By Francis Ewherido
A section of Christendom celebrates Mother’s Day tomorrow, and I crave your indulgence to pay tribute to my mother.
I have known mama since the 60s when children called their mothers mama; mummy and mumsie were nonexistent then. By the time I was conscious of my surroundings, my father was already off to the University of Lagos for further studies, so mama was the only parent I grew up seeing every day.
I was close to her and followed her everywhere. I was called her hand bag. We loved her and she lavished love on her children. That is why, as a child, I could not understand why she allowed medical personnel to inflict so much pain on me (injections) while she watched.
Mama was very strict when we were growing up. She made it her priority that my father must meet us intact the way he left us for school. *Every parent plays a role in a child’s upbringing; while my father taught us humility and integrity, mama taught us self worth, dignity and courage.

::::

Check each statement below against the Mother's Day tribute. Answer yes or no for each and quote the words of the tribute that decide it.
1. The writer's father went to the University of Lagos for further studies.
2. The writer's mother was lenient with her children when they were growing up.
3. The writer credits the father with teaching humility and integrity.

::::

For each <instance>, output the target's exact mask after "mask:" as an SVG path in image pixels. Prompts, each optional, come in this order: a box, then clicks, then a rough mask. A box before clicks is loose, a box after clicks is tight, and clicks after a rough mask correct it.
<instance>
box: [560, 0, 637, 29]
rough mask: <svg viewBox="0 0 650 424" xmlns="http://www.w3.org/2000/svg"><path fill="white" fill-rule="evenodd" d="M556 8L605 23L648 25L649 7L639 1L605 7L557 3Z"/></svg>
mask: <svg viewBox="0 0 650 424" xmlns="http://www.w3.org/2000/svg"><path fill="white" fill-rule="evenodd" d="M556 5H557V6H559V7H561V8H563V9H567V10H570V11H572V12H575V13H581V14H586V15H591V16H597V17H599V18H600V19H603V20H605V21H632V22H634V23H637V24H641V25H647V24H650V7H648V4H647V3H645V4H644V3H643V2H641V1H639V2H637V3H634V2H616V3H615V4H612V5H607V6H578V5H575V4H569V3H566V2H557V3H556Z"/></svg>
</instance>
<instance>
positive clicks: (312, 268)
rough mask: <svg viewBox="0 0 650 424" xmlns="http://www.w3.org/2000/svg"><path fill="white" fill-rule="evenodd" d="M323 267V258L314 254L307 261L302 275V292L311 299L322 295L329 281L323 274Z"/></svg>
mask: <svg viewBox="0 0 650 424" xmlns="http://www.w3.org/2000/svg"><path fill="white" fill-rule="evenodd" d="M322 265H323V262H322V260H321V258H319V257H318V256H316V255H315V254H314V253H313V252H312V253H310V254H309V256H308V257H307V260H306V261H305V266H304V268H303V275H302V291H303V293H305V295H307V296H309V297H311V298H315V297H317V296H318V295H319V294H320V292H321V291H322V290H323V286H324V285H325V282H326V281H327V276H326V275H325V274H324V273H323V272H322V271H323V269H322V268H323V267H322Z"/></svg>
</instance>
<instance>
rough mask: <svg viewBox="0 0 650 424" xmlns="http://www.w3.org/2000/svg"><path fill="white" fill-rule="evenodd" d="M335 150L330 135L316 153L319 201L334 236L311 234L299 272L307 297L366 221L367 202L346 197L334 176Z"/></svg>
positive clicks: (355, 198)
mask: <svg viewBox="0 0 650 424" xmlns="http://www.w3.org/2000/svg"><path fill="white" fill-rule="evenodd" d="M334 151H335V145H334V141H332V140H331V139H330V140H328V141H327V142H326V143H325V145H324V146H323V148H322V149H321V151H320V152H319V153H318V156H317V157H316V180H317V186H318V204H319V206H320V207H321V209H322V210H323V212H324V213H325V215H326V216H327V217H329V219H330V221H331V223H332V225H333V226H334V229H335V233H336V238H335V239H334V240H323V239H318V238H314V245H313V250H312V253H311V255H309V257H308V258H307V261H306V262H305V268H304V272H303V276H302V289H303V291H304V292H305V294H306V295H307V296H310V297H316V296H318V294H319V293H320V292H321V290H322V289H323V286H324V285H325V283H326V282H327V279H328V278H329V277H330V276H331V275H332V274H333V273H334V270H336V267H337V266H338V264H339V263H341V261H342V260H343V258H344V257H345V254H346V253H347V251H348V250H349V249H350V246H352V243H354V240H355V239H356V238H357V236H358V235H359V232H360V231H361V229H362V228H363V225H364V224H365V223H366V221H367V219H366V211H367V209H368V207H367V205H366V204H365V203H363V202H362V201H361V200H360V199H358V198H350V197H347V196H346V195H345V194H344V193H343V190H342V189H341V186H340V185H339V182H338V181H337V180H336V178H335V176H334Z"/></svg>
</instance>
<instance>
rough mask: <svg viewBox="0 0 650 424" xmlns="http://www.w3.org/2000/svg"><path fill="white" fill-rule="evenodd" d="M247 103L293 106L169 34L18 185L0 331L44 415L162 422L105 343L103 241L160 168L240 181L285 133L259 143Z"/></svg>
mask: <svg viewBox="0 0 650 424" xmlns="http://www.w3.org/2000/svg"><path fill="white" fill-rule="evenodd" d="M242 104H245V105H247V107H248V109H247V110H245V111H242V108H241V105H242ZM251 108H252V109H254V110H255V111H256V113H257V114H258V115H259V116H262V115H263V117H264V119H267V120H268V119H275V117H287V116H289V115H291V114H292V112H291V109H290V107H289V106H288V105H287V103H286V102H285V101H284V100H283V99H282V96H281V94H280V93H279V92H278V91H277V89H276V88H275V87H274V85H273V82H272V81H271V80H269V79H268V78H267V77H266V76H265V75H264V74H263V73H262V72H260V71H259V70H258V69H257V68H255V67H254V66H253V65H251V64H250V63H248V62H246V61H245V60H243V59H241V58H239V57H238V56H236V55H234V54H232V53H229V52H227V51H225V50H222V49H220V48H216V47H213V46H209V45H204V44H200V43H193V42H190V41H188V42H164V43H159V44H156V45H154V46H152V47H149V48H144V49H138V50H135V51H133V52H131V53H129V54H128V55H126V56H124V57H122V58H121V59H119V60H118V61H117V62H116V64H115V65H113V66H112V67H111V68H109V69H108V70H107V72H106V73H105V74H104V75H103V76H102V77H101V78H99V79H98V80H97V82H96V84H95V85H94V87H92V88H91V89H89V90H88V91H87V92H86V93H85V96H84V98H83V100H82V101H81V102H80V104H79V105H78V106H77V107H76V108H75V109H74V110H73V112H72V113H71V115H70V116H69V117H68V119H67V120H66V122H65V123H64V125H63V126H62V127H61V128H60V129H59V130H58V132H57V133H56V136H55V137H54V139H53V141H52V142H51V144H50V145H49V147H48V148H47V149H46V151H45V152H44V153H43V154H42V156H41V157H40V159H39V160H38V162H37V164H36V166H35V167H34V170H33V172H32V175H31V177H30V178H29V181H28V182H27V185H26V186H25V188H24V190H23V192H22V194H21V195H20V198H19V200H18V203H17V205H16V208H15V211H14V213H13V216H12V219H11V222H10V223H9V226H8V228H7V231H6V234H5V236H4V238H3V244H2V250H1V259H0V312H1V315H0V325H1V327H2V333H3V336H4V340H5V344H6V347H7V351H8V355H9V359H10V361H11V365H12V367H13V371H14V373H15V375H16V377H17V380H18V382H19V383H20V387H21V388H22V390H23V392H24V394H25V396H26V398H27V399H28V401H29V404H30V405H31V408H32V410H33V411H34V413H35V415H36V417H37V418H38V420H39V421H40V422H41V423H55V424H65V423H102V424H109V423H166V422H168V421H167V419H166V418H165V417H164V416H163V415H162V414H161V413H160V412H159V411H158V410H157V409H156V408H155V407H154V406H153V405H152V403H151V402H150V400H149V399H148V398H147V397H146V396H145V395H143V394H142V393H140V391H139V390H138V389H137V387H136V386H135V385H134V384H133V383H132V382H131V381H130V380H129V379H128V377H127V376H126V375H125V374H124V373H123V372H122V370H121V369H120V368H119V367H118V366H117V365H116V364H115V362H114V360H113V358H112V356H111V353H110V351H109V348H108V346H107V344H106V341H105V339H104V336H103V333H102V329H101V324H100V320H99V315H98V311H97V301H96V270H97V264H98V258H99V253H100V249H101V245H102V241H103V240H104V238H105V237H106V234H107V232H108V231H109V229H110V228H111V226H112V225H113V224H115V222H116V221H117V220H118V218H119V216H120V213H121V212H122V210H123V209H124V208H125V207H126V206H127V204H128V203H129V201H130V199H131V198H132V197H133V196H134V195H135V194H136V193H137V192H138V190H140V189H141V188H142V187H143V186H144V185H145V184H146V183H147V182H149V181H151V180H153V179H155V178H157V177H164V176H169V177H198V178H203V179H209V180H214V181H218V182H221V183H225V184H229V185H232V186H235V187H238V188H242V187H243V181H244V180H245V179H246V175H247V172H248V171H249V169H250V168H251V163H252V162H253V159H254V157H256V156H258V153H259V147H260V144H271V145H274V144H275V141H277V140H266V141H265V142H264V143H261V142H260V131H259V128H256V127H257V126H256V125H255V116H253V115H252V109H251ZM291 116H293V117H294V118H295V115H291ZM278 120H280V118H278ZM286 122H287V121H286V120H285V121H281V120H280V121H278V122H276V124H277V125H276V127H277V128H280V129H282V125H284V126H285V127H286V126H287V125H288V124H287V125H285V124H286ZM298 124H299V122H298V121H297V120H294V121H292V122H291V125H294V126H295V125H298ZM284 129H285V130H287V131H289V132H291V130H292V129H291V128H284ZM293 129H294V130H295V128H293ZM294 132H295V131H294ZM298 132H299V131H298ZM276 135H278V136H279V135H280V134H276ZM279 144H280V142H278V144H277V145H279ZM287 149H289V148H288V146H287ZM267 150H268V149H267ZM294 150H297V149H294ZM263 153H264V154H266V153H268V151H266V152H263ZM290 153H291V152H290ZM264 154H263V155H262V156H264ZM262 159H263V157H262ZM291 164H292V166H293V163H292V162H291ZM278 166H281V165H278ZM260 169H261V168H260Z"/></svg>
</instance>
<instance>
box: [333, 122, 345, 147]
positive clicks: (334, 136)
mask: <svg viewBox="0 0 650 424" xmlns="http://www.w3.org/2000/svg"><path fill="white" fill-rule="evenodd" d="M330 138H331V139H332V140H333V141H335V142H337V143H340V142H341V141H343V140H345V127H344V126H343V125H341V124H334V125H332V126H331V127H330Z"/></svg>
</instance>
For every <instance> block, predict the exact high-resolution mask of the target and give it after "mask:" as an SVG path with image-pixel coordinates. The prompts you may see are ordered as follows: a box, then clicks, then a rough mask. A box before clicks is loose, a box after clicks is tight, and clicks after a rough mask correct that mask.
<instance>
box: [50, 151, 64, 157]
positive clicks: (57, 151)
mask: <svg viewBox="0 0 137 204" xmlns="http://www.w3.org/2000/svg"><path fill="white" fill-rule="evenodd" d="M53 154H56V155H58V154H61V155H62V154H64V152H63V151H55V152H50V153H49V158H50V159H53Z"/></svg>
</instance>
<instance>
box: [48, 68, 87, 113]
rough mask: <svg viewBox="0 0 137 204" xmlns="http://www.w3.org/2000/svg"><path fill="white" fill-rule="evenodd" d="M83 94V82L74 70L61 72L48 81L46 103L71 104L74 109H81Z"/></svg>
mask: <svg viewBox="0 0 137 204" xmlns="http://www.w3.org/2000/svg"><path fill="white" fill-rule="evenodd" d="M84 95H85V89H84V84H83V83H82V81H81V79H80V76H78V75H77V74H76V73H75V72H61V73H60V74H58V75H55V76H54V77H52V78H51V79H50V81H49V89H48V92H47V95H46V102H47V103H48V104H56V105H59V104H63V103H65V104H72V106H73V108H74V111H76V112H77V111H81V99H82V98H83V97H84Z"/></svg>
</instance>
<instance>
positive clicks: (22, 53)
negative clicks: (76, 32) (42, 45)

::::

__RESPONSE FOR THIS EXERCISE__
1. Yes: "my father was already off to the University of Lagos for further studies"
2. No: "Mama was very strict when we were growing up."
3. Yes: "while my father taught us humility and integrity"